#### Task brief:
Reproduce the entries in full and exactly. Pictures stay out.

#### Exercise input:
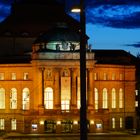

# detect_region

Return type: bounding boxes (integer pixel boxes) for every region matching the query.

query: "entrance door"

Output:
[44,120,56,133]
[61,120,72,133]
[125,116,133,129]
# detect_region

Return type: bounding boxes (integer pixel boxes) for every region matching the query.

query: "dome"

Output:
[33,27,80,52]
[34,27,80,43]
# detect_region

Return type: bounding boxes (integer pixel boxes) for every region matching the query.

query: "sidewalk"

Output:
[1,131,131,139]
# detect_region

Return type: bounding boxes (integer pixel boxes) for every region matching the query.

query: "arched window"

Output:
[112,88,116,108]
[0,88,5,109]
[22,88,29,110]
[44,87,53,109]
[94,88,98,110]
[102,88,108,108]
[119,88,123,108]
[10,88,17,109]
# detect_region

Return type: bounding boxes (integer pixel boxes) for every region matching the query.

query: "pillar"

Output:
[54,68,61,110]
[71,68,77,110]
[87,68,94,110]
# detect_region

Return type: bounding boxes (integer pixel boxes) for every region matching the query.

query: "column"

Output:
[71,68,77,110]
[54,68,61,110]
[88,68,94,110]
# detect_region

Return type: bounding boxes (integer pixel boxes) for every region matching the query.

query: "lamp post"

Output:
[79,0,87,140]
[71,0,87,140]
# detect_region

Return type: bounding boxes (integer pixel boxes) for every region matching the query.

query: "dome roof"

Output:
[34,27,80,44]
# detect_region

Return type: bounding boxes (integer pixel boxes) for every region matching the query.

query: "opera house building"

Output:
[0,0,137,134]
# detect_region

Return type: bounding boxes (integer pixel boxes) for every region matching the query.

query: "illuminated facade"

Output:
[0,0,137,134]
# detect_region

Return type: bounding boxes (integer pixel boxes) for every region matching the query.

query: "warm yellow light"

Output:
[73,120,78,125]
[90,120,94,125]
[57,121,61,125]
[40,120,44,125]
[71,7,81,13]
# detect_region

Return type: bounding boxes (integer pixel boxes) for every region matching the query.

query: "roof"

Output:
[93,49,137,65]
[0,0,80,37]
[34,27,80,43]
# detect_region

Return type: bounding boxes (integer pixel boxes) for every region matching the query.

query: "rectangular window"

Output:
[120,118,123,128]
[95,89,98,110]
[61,100,70,112]
[23,73,29,80]
[0,73,4,80]
[0,119,4,130]
[135,101,138,107]
[103,73,107,80]
[94,73,97,80]
[112,118,115,129]
[11,73,16,80]
[77,77,88,109]
[120,74,123,80]
[61,77,71,111]
[11,119,16,130]
[112,73,115,80]
[135,90,138,96]
[44,88,53,109]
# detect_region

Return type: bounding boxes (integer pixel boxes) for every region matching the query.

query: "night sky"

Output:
[0,0,140,56]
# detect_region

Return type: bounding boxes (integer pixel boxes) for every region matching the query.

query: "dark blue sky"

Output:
[0,0,140,56]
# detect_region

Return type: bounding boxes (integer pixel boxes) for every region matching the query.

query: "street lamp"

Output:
[71,0,87,140]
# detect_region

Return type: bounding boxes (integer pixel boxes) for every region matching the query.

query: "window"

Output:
[11,73,16,80]
[119,88,123,108]
[77,77,80,109]
[112,118,115,129]
[94,73,97,80]
[11,119,16,130]
[135,101,138,107]
[77,77,88,109]
[61,77,71,111]
[112,73,115,80]
[0,119,4,130]
[23,73,29,80]
[61,100,70,112]
[94,88,98,110]
[0,73,4,80]
[22,88,29,110]
[0,88,5,109]
[103,88,108,108]
[10,88,17,109]
[112,88,116,108]
[44,87,53,109]
[120,74,123,80]
[103,73,107,80]
[120,117,123,128]
[135,90,138,96]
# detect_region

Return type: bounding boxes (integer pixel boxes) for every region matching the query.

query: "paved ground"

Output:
[0,132,134,140]
[1,129,140,140]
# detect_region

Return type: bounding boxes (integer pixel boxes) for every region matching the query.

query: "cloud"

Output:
[0,1,11,22]
[85,0,140,28]
[1,0,140,29]
[125,42,140,48]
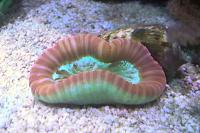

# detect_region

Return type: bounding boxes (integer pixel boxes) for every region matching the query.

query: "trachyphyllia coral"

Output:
[29,34,166,105]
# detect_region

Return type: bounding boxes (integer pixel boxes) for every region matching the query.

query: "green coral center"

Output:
[52,56,141,84]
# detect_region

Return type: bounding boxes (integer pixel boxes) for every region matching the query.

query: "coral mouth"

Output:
[52,56,141,84]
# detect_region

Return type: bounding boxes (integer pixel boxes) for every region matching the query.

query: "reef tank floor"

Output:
[0,0,199,132]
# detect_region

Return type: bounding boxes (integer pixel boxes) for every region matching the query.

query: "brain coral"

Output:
[29,34,166,105]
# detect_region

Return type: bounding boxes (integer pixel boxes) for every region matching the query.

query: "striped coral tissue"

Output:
[29,33,166,105]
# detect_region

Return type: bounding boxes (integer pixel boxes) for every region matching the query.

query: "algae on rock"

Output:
[99,24,186,80]
[0,0,13,15]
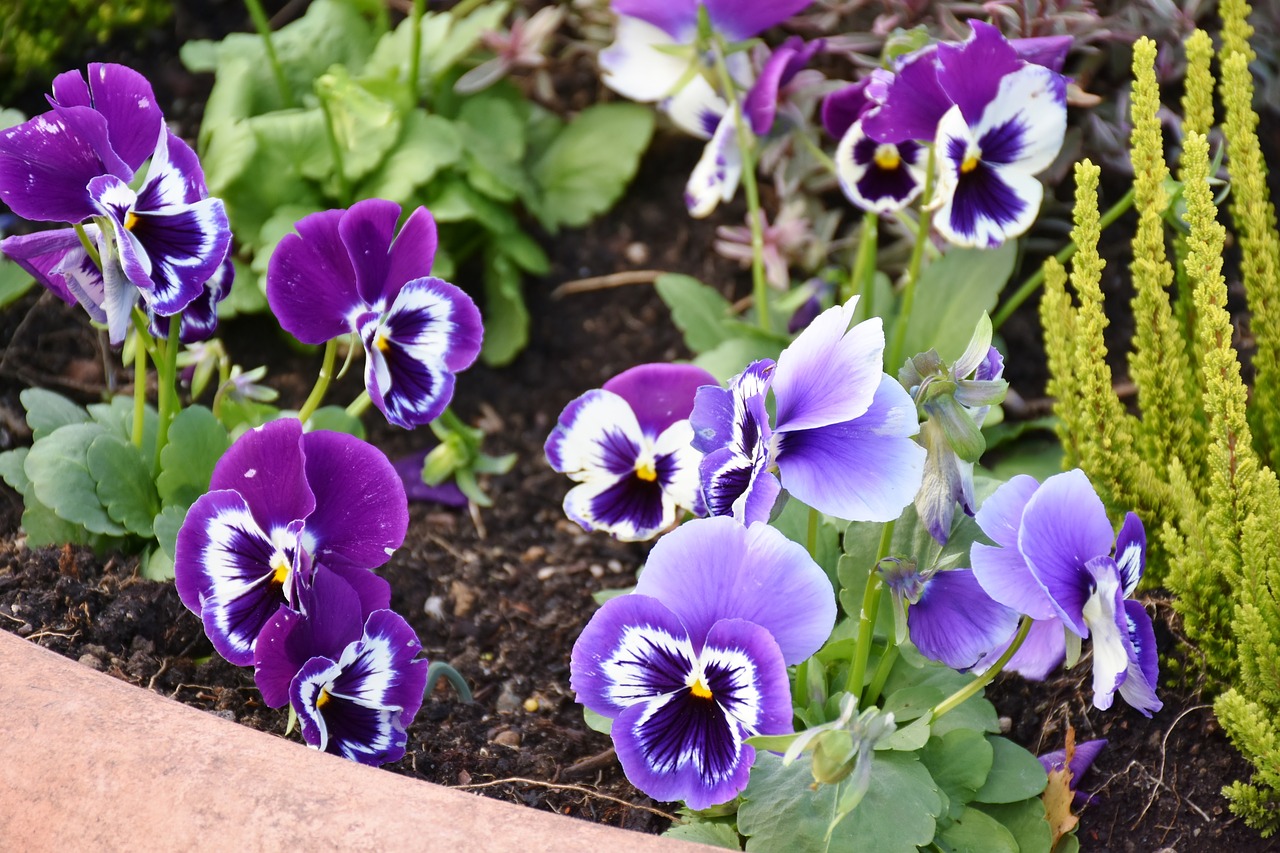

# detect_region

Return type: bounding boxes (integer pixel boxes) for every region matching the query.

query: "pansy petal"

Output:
[1118,599,1162,716]
[384,206,439,301]
[210,418,316,534]
[686,113,742,219]
[266,209,362,344]
[689,361,773,456]
[546,389,645,478]
[935,21,1024,126]
[635,516,835,664]
[775,375,925,522]
[0,228,85,304]
[612,617,792,810]
[99,234,138,345]
[935,139,1043,248]
[336,198,401,307]
[291,655,340,753]
[331,610,428,721]
[861,47,950,144]
[149,254,233,344]
[974,474,1039,548]
[133,130,207,211]
[970,541,1060,621]
[0,109,112,222]
[1081,556,1128,710]
[1115,512,1146,597]
[299,428,408,572]
[603,363,717,439]
[1012,35,1073,73]
[600,15,694,102]
[702,0,814,41]
[909,569,1020,670]
[1004,616,1067,680]
[973,63,1068,175]
[611,0,698,41]
[664,75,726,140]
[836,121,925,214]
[773,299,881,432]
[62,63,165,174]
[743,37,821,136]
[128,197,231,316]
[392,451,469,507]
[821,79,871,140]
[563,471,672,541]
[652,419,706,516]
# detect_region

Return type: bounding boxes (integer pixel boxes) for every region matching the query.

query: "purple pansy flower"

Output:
[742,37,824,137]
[835,119,928,215]
[1039,737,1108,807]
[0,65,232,343]
[266,199,483,430]
[255,562,428,766]
[970,470,1162,716]
[174,418,408,667]
[691,296,925,524]
[546,363,715,541]
[571,516,835,808]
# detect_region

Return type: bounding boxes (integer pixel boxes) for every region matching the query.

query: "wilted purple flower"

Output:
[970,470,1162,716]
[742,37,824,137]
[546,363,714,541]
[1039,737,1108,807]
[174,418,407,666]
[391,450,469,507]
[571,517,835,808]
[691,296,925,524]
[266,199,483,429]
[255,562,427,766]
[713,201,810,290]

#### Solution below:
# detect_region

Return type: bounding boxes (integer pixel boxes) for every region matching the query.

query: "entrance door"

Output:
[44,120,56,133]
[61,120,72,133]
[125,116,133,129]
# detect_region

Return type: bounding boxes (integer pixel boxes) for every region matching the query.

query: "dome"

Output:
[33,27,80,52]
[34,27,80,43]
# detect_region

Return type: bounding boxes (integer pixel boxes) for every region matching the query.

query: "sidewalk"

Output:
[1,131,131,139]
# detect_region

Return type: bounding boxes (integer pixel boxes) for every region matching the query.

query: "arched window"

Output:
[112,88,116,108]
[0,88,5,109]
[22,88,29,110]
[44,87,53,109]
[94,88,98,110]
[102,88,108,108]
[119,88,123,108]
[10,88,17,109]
# detect_region

Return type: bounding boxes (integer pixel boxes) for every region matching the query.

query: "pillar"

Output:
[54,68,61,110]
[71,68,77,110]
[87,68,94,110]
# detect_region

Return type: bounding boxes (integer pixel boxes) for every region matching the query.

query: "column"

Output:
[71,68,77,110]
[54,68,61,110]
[88,68,94,110]
# detect_region

Return type: bounding boxes (integer pixel boxes) for every region matching the query.

query: "lamp post"

Output:
[79,0,87,140]
[71,0,87,140]
# detect_region

Return type: bounding boxes (integer pixel boxes) for every region matching the query.

query: "dome roof"

Output:
[34,27,80,44]
# detect_region

Return type: bounding boxes (integer pixel boxes) for every region matching the query.

query: "opera house building"

Output:
[0,0,137,134]
# detect_region

Return type: bounding boxes (integer pixel boxes) for every region matching the query.

query: "illuminated facade"

Output:
[0,0,137,134]
# detect_region

Return type: bounding boxes (integer pixel boxes) for every region matching the query.

query: "warm yellow light"

Output:
[73,120,78,125]
[90,120,94,125]
[57,121,61,125]
[40,120,44,125]
[71,7,81,13]
# detect_region

Return type: bounding boxes (integer pixel boxes) for every region matching the query.

query: "roof"

Output:
[93,49,137,65]
[0,0,80,37]
[34,27,80,43]
# detect_region

Return type: bounding boxes (integer pixel boxes) for every region matching the query.

query: "rectangular window"

Output:
[120,118,123,128]
[95,89,98,110]
[61,100,70,112]
[23,73,29,80]
[0,73,4,80]
[0,119,4,130]
[135,101,138,107]
[103,73,107,80]
[94,73,97,80]
[112,118,115,129]
[11,73,16,80]
[77,77,88,109]
[120,74,123,80]
[61,77,71,111]
[11,119,16,130]
[112,73,115,80]
[135,90,138,96]
[44,88,53,109]
# detect_region

Return type: bounding boxes (integer pixel boxes) for every region matching the query.

query: "night sky"

Output:
[0,0,140,56]
# detect_region

Return type: bounding boxes (integer pixel boxes) for every region matching the query.

query: "dark blue sky"

Output:
[0,0,140,56]
# detect_region

Return type: bounding boxes (integer pixel boxes) for every region matching the query.

query: "street lamp"

Output:
[71,0,87,140]
# detect_region

Return type: bounding boxes (integer pixel boxes) for every region matching the query.

query: "window"

Output:
[11,73,16,80]
[119,88,123,108]
[77,77,80,109]
[112,118,115,129]
[94,73,97,80]
[11,119,16,130]
[135,101,138,107]
[77,77,88,109]
[61,77,71,111]
[112,73,115,80]
[0,119,4,130]
[23,73,29,80]
[61,100,70,112]
[94,88,98,110]
[0,73,4,80]
[22,88,29,110]
[0,88,5,109]
[103,88,108,108]
[10,88,17,109]
[112,88,116,108]
[44,87,53,109]
[120,74,123,80]
[103,73,107,80]
[120,117,123,128]
[135,90,138,96]
# detect_region

Return type: bounding boxes (integer pixel boxes) for every region matching the query.

query: "paved ground"

Output:
[0,132,134,140]
[1,129,140,140]
# detect_region

Return type: bounding boxes (integer pixel boxes) for every region matching the query.

query: "cloud"

Output:
[0,1,11,22]
[85,0,140,28]
[1,0,140,29]
[125,42,140,48]

# detect_region

Return type: bounding boxes (integer pixel boxes) for every region matching the query.

query: "trachyphyllia coral"

Output:
[29,34,166,105]
# detect_region

Return type: bounding boxes (integer pixel boxes) for every region matching the query.

query: "green coral center"

Output:
[52,56,141,84]
# detect_region

Return type: bounding boxes (integer pixel boxes) for every region matching the query.

query: "coral mouth"

Output:
[52,56,141,84]
# detect_region

Return type: bounding boxes (integer pixel boxes) for every region matching the query.

query: "reef tank floor"

Output:
[0,0,199,132]
# detect_region

Return type: bounding boxes (integer pixel boxes) for every region matching the query.

query: "brain coral"

Output:
[29,34,166,105]
# detect_region

Return type: bounding boxes (integer pixel boxes) for every region matching the query.

query: "striped coral tissue"

Output:
[29,33,166,105]
# detect_region

Return type: bounding boxes (integer pixel boxes) for every region matching the query.

query: "algae on rock"

Output:
[99,24,186,80]
[0,0,13,15]

# detect_region

Return type: bounding boxes (integer pixel boxes) for every region matching the query.

query: "pansy petal"

Output:
[1118,599,1162,716]
[384,206,439,301]
[210,418,316,534]
[686,113,742,219]
[266,209,362,344]
[689,361,773,456]
[546,389,645,478]
[935,21,1024,126]
[635,516,835,664]
[775,375,925,522]
[0,228,85,304]
[612,617,792,810]
[99,234,138,345]
[935,139,1043,248]
[336,198,401,307]
[291,655,340,753]
[331,610,428,721]
[861,47,950,144]
[149,254,233,344]
[974,474,1039,548]
[133,130,207,211]
[970,541,1060,621]
[0,109,112,222]
[1081,556,1128,710]
[1115,512,1146,597]
[299,428,408,572]
[603,363,717,439]
[1012,35,1073,73]
[600,15,694,102]
[702,0,814,41]
[909,569,1020,670]
[1004,616,1067,680]
[973,63,1068,175]
[611,0,698,41]
[664,75,726,140]
[836,121,925,214]
[773,299,881,432]
[62,63,165,174]
[743,37,821,136]
[128,197,231,316]
[392,451,469,507]
[821,79,871,140]
[563,471,672,541]
[652,419,706,516]
# detect_region

Return type: bounding boxes (integer pixel boxes) for every region matching the query.

query: "purple pansy flower"

Output:
[742,37,824,137]
[835,119,928,215]
[1039,737,1108,807]
[0,65,232,343]
[266,199,483,430]
[255,562,428,766]
[970,470,1162,716]
[174,418,408,667]
[691,296,925,524]
[546,363,715,541]
[571,516,835,808]
# detect_region

Return type: bounding boxes (integer pixel boxes) for every region matching the query.

query: "wilted purple flower"

Output:
[970,470,1162,716]
[742,37,824,137]
[546,363,714,541]
[1039,737,1108,807]
[174,418,407,666]
[391,450,469,507]
[571,517,835,808]
[691,296,925,524]
[266,199,483,429]
[255,562,427,766]
[713,201,810,290]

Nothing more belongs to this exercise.